#### Provided information

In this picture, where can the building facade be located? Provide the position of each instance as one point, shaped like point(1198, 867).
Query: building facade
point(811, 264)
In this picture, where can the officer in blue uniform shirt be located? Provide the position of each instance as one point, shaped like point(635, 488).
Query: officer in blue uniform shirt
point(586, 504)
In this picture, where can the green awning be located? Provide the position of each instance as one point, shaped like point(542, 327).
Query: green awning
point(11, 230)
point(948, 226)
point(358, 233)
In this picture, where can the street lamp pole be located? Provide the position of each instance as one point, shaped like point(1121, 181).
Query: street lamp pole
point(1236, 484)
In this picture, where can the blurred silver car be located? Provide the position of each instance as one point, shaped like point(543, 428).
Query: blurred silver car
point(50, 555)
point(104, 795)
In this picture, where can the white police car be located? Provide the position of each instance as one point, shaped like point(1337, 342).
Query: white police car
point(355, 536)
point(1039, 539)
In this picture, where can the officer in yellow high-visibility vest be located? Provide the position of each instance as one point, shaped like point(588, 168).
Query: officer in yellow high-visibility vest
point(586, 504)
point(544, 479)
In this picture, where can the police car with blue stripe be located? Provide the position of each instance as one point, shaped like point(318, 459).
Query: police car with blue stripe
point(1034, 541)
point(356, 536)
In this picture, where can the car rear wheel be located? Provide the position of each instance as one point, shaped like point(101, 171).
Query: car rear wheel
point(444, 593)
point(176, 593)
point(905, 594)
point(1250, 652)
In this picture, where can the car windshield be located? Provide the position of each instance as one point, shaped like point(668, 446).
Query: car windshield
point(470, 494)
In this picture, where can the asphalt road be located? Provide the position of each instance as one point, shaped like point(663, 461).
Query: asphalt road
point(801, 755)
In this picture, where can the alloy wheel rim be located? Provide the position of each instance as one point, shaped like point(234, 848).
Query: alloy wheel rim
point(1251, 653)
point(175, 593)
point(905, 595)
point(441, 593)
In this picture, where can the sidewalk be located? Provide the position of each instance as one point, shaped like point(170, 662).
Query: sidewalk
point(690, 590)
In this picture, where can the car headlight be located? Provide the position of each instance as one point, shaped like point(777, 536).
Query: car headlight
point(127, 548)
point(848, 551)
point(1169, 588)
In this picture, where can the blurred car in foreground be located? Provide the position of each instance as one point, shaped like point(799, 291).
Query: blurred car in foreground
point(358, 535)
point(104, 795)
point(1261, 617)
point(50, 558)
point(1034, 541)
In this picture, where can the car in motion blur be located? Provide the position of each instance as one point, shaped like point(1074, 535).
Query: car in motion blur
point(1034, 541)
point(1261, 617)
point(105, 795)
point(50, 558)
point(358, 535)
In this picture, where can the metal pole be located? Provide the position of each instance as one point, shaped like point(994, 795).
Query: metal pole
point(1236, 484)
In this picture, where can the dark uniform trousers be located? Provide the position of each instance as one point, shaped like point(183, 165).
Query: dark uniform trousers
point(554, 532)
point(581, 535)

########
#### Provided information

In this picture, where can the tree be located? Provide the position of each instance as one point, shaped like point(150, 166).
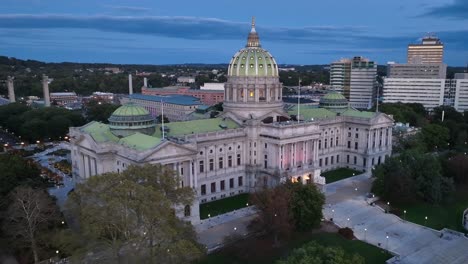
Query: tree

########
#### Provided information

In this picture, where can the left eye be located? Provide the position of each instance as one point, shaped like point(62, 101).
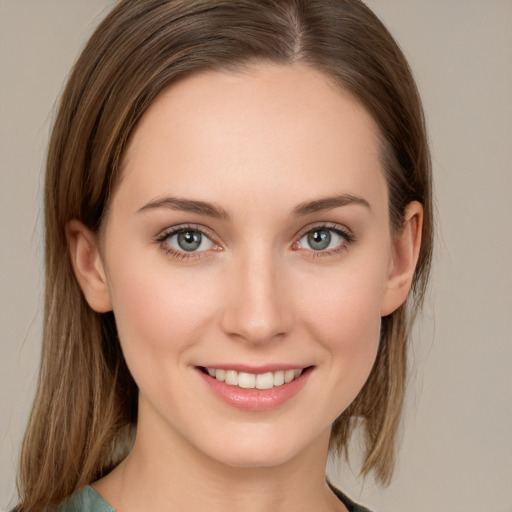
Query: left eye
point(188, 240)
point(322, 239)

########

• _Work to be completed_
Render the lines starting at the one containing "In this picture, where can the dark" and ending at the one containing "point(581, 535)" as a JSON list of strings, one string per line, omitting blank lines.

• _Task answer_
[
  "In this picture, where can the dark uniform trousers be located? Provide the position of each instance as one point, shaped like point(183, 165).",
  "Query: dark uniform trousers",
  "point(554, 532)",
  "point(581, 535)"
]